> [Bloc de texte]
::::::::::

Le président Erdogan menace la Grèce

Attendons pour voir…

Nabil EL BOUSAADI

« Bonjour la Grèce, regardez l’Histoire. Si vous allez plus loin, vous paierez un lourd tribut », a déclaré le président turc Recep Tayyip Erdogan dans le discours qu’il a prononcé, ce samedi 3 septembre 2022, à Samsun, dans le nord du pays, à l’occasion du festival des technologies aériennes.

Dénonçant l’«action hostile » au cours de laquelle des avions turcs, en mission en Mer Egée, avaient été visés par le système grec de défense aérienne S-300, le président Erdogan a saisi cette occasion pour dire aux autorités grecques que leur « occupation des îles » [de la mer Egée proches de la Turquie] ne « lie »,  en aucun cas, les autorités d’Ankara qui se verront contraintes de « faire le nécessaire » au moment opportun.

L’avertissement du président Erdogan s’inscrit dans le contexte de la confrontation que se livrent, depuis longtemps, la Turquie et la Grèce à propos de leurs frontières maritimes et aériennes.

Aussi, en reprochant à la Grèce ses multiples violations de l’espace aérien turc et ses nombreux harcèlements contre l’aviation turque en Mer Egée, le président Recep Tayyip Erdogan a promis, à cette dernière, que si elle n’y met pas fin, elle va devoir payer un « prix élevé » et, en se référant au passé, a invité la Grèce à « regarde(r) l’Histoire », à « remonte(r) le Temps » et à se souvenir « d’Izmir » c’est-à-dire de ce que l’Histoire grecque a retenu comme étant « la grande catastrophe de Smyrne ».

Ce souvenir constitue, en effet, un moment charnière dans l’histoire des deux pays car c’est dans cette ville, – « Smyrne » pour les grecs et « Izmir » pour les turcs – qu’avaient eu lieu, il y a cent ans, du 13 au 17 septembre 1922, l’incendie qui avait ravagé la ville après son invasion par les troupes turques ainsi que le massacre et l’expulsion des populations grecques d’Asie mineure.

Si, pour l’Histoire grecque, cet évènement a pris l’appellation de « Grande catastrophe », du côté de la Turquie, il ne s’agissait que d’un échange de prisonniers entre les deux pays mis en place par le Traité de Lausanne du 24 Juillet 1923 qui avait mené à la proclamation de la République, par Mustapha Kemal Atatürk, le 29 Octobre 1923.

Mais, la déclaration d’Erdogan n’est pas fortuite car depuis plusieurs semaines, les tensions sont fortes entre la Grèce et la Turquie, toutes deux membres de l’OTAN et en proie à des difficultés internes.

::::::::::

(Annotations des contours d'objets)
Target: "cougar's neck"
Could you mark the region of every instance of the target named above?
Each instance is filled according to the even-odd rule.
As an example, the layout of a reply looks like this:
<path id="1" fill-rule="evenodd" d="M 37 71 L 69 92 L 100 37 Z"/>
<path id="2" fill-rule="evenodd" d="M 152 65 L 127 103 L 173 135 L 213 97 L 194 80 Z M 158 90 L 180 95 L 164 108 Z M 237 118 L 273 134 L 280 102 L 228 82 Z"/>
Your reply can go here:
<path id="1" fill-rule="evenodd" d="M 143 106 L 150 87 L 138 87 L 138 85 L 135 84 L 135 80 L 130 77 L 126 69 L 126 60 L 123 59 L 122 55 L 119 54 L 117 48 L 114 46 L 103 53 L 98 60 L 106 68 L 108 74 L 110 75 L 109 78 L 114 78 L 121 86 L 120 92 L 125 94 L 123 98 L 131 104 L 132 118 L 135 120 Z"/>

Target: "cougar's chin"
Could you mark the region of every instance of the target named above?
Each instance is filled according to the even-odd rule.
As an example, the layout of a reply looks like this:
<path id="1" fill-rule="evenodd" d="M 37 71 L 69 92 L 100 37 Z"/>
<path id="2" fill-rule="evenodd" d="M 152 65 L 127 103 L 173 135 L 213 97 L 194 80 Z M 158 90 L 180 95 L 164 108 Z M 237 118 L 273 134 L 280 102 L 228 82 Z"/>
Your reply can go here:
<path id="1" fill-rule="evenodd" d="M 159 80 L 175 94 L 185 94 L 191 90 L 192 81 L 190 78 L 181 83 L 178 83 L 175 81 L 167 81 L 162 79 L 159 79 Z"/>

::::::::::

> [Série d'exercices]
a - Pouvez-vous reproduire fidèlement le passage de l'article sur Erdogan et la Grèce qui va de « Nabil EL BOUSAADI » à « au moment opportun. » ?
b - Quelles dates comportant à la fois le jour, le mois et l'année figurent dans l'article sur Erdogan et la Grèce ?
c - Comment prolongeriez-vous l'article sur les tensions entre la Turquie et la Grèce à partir de sa dernière phrase ?

> [Réponses par consigne]
a -
Nabil EL BOUSAADI

« Bonjour la Grèce, regardez l’Histoire. Si vous allez plus loin, vous paierez un lourd tribut », a déclaré le président turc Recep Tayyip Erdogan dans le discours qu’il a prononcé, ce samedi 3 septembre 2022, à Samsun, dans le nord du pays, à l’occasion du festival des technologies aériennes.

Dénonçant l’«action hostile » au cours de laquelle des avions turcs, en mission en Mer Egée, avaient été visés par le système grec de défense aérienne S-300, le président Erdogan a saisi cette occasion pour dire aux autorités grecques que leur « occupation des îles » [de la mer Egée proches de la Turquie] ne « lie »,  en aucun cas, les autorités d’Ankara qui se verront contraintes de « faire le nécessaire » au moment opportun.

b -
- samedi 3 septembre 2022
- du 13 au 17 septembre 1922
- 24 Juillet 1923
- 29 Octobre 1923

c -
Ainsi, si en Grèce, le Premier ministre Kyriakos Mitsotakis (Nouvelle Démocratie, Droite conservatrice) est empêtré dans une sombre affaire d’écoutes téléphoniques qui le fragilise fortement, le président Erdogan fait face, quant à lui, à la grogne populaire du fait d’une inflation galopante et d’une dévaluation de la lire turque si bien que, dans cette situation où chacun des deux dirigeants accuse l’autre de tous les maux, les migrants se retrouvent pris en étau dans la bataille larvée que se livrent Athènes et Ankara.

Mais il y a lieu de reconnaître, toutefois, que si le contentieux entre les deux pays avait trait notamment au souhait de la Turquie de voir révisés les Traités de Sèvres et de Lausanne ayant fixé les frontières entre les deux pays, la querelle a atteint son paroxysme, d’abord, avec l’arrivée, en Juillet 2019, du Premier ministre grec Kyriakos Mitsotakis qu’Ankara accuse d’avoir mené une campagne pour saboter la vente d’armes américaines à la Turquie mais, surtout, avec la découverte de gisements d’hydrocarbures en mer Egée ; ce qui a donné, au président Erdogan, une nouvelle occasion de contester l’étendue des eaux territoriales grecques et, par voie de conséquence, de revendiquer une extension de son territoire.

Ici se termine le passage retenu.